Point localization data
-*-*-

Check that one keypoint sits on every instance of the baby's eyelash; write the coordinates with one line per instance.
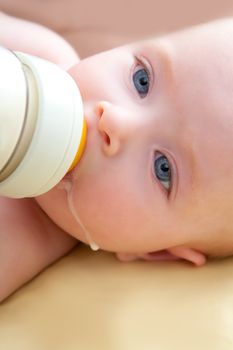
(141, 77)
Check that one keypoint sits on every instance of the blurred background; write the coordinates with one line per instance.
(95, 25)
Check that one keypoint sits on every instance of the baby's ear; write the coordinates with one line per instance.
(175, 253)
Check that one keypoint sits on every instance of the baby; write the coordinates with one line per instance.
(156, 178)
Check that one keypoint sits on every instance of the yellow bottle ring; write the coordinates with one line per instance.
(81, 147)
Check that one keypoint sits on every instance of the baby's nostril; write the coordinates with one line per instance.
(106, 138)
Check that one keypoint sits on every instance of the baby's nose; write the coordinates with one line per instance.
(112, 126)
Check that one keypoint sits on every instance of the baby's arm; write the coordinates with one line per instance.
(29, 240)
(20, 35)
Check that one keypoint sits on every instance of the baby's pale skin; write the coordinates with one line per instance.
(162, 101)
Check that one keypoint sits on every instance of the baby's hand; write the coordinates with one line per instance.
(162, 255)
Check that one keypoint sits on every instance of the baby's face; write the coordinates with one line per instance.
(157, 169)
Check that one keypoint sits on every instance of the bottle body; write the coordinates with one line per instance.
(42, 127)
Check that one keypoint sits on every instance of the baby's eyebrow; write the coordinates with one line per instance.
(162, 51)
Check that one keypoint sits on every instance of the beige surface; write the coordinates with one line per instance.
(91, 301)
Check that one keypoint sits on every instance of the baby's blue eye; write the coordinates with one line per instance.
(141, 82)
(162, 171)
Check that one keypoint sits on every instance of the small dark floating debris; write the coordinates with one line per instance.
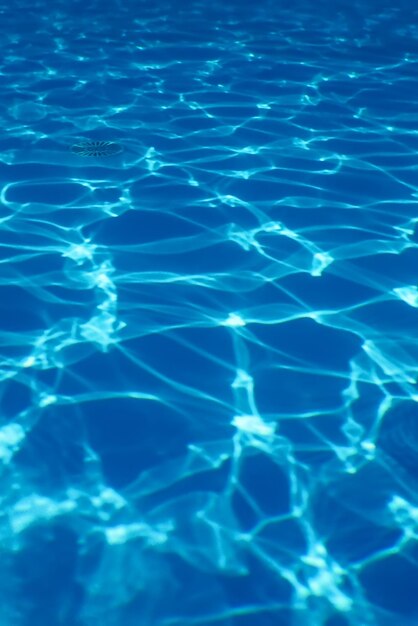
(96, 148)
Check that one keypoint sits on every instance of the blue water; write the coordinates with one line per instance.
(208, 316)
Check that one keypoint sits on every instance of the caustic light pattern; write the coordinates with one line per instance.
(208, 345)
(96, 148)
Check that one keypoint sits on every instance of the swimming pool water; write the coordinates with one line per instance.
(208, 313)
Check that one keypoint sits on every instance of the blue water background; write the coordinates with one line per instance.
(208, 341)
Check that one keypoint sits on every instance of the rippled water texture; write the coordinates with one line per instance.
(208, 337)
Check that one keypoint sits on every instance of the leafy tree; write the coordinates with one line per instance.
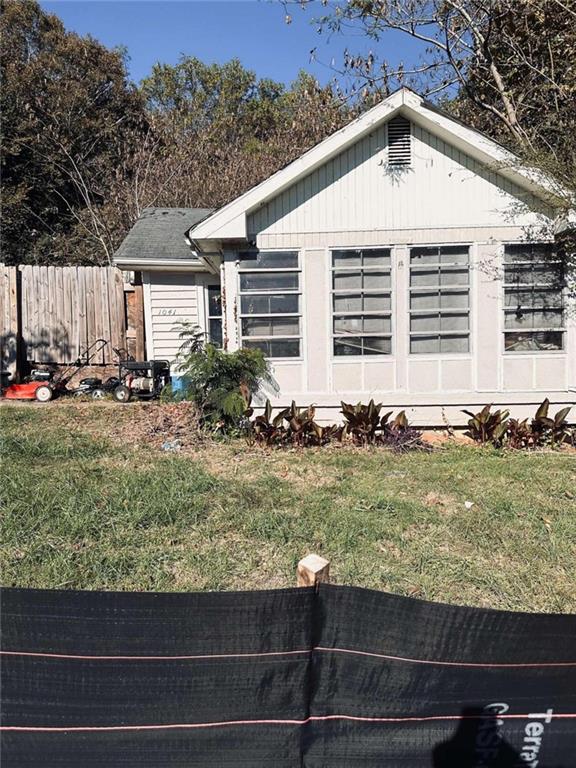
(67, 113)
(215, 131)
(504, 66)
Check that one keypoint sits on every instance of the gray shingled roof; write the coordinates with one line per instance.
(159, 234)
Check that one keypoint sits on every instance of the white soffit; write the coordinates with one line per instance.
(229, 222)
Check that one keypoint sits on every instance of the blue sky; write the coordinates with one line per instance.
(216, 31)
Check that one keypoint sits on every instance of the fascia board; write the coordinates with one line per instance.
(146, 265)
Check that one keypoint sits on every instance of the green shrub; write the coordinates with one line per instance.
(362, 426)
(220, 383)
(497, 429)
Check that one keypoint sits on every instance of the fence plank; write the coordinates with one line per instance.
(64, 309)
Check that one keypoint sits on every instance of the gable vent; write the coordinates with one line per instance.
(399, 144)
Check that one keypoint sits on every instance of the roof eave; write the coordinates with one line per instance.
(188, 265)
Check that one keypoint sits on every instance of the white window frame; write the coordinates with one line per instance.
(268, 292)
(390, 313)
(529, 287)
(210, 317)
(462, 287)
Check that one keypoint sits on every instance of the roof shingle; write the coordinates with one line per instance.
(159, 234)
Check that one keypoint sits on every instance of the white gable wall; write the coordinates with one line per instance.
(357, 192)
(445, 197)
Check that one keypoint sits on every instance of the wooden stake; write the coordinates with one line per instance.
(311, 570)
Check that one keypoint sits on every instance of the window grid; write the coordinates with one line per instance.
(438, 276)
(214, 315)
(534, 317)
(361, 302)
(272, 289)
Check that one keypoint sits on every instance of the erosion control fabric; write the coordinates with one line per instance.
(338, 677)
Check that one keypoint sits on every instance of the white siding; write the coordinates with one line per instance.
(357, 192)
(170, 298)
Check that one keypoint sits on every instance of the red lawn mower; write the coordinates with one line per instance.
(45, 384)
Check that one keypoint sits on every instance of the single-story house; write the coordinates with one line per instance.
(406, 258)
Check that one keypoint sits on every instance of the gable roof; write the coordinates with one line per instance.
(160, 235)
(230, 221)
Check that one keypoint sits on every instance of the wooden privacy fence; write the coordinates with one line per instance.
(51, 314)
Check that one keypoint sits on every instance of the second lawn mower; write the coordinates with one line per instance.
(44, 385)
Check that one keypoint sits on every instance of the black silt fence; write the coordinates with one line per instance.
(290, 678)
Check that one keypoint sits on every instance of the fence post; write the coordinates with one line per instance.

-*-*-

→ WORK TO COMPLETE
Once the pictures are set aside, please output all the data word for word.

→ SOLUTION FOR THIS EXERCISE
Check that one keypoint sits on every instance of the baby's eyelash; write the coordinates with one line per instance.
(141, 77)
Check that one keypoint sits on every instance of the blurred background; write the coordinates with one line per instance.
(95, 25)
Check that one keypoint sits on every instance of the baby's ear; write the coordinates with one line per instance.
(175, 253)
Check that one keypoint sits on every instance of the baby; write the coordinates with one line per instance.
(156, 178)
Check that one keypoint sits on every instance of the yellow bottle ring; write the coordinates with one line per instance.
(81, 147)
Check that one keypoint sits on every instance of the baby's nostril; write the coordinates with one line per instance.
(106, 138)
Check that one keypoint sits on every instance of the baby's nose; write the coordinates with one line per instance.
(112, 126)
Check that one keypoint sits on every instance of the baby's arm; write the coordinates with one line per instance.
(29, 240)
(20, 35)
Check that one keypoint sits on every instance of the baby's pale skin; write the coordinates with one line per instance.
(162, 101)
Check that one keypoint sits on every instance of the baby's hand; write the coordinates with one line per instance.
(162, 255)
Check that one keypoint sits on every instance of the baby's face; write the coordinates with one line per instance.
(157, 169)
Check that one keypoint sits on every instance of the bottle body; write the coordinates with one line per instance.
(42, 127)
Check that one keypoint sits on every instance of the baby's eyebrow; write the coordinates with one line per instance.
(162, 51)
Check that one keypoint sits on every instance of the beige surface; write the coordinates with one line per instance.
(91, 301)
Check that one keypoint sits on every instance of the baby's blue eye; write the coordinates with one line per instance.
(141, 82)
(162, 171)
Check that one keypoint sits on every instance of the small dark floating debris; write the coordinates with one line per instance.
(96, 148)
Check that one keypoint sits on every instance of the blue water; write the coordinates with one line per instance.
(208, 316)
Check that one keypoint sits on every instance of the caustic light pattern; write the coordinates with one line per instance.
(208, 345)
(96, 148)
Check that one keypoint sits on every instance of the swimming pool water; write the coordinates with one line per instance.
(208, 313)
Check that one keypoint sits on every instance of the blue water background; write the coordinates with one line per instance.
(208, 341)
Check that one keypoint sits on every instance of the rippled water texture; write the coordinates with one line per instance.
(208, 337)
Check that one keypoint sits on every instance of the leafy tree; write the coordinates with one line per instance.
(67, 113)
(215, 131)
(504, 66)
Check that one keypoint sits on every instance of the gray shingled roof; write the coordinates with one line per instance.
(159, 234)
Check that one keypoint sits on every instance of the white soffit; write the coordinates with one line per instance.
(229, 222)
Check that one keypoint sits on every instance of the blue sky; write the coordinates with one line per instance.
(216, 31)
Check that one keypoint sits on every instance of the fascia board; write the coordinates with one line per instance.
(146, 265)
Check that one keypoint sits on every instance of the green shrub; write the coordinates with one line per instance.
(362, 426)
(220, 383)
(497, 429)
Check that one keypoint sits on every instance of the fence plank; write the coordinates with one line per instance.
(64, 309)
Check that one keypoint sits on every instance of the gable vent; write the coordinates with one line per instance.
(399, 144)
Check that one keypoint sits on every instance of the roof eave; write the coordinates with one line per instance.
(188, 265)
Check that one keypoint sits on every instance of the white window frame; write the coordinates with one line per instance.
(268, 292)
(390, 313)
(529, 287)
(210, 317)
(462, 287)
Check that one keypoint sits on every instance of the roof shingle; write the coordinates with one line per instance.
(159, 234)
Check that one keypoint sits on every instance of the white gable wall; write the coordinates with one line per instance.
(357, 192)
(445, 197)
Check that one keypoint sits on every instance of the wooden stake; write the coordinates with one line per instance.
(311, 570)
Check that one keypoint sits on every instance of the window grid; write the coordinates with one line per instance.
(438, 276)
(214, 315)
(534, 317)
(361, 302)
(272, 289)
Check that one keypoint sits on every instance of the erosion control fabric; write the coordinates with one line per instance.
(338, 677)
Check that one keypoint sits on every instance of the white siding; write the coordinates with one line per instance.
(357, 192)
(170, 298)
Check that one keypoint sits on every instance of the red lawn mower; write the coordinates with one line per instance.
(45, 384)
Check that one keypoint sits on every instance of the single-story house; write the coordinates with one line per instance.
(406, 258)
Check that one keypoint sits on every instance of the gable roof; write the coordinates with one line per instance.
(160, 235)
(230, 221)
Check that one keypoint sits on every instance of the wooden privacy fence; write the coordinates with one line per instance.
(51, 314)
Check that one keypoint sits on every instance of the second lawn mower; write the coordinates with one line per instance.
(44, 385)
Check that one keypoint sits on every instance of the black silt fence; write the coordinates with one line per instance.
(290, 678)
Check that one keypoint sits on every instance of the fence post; write the coordinates with one line per instance.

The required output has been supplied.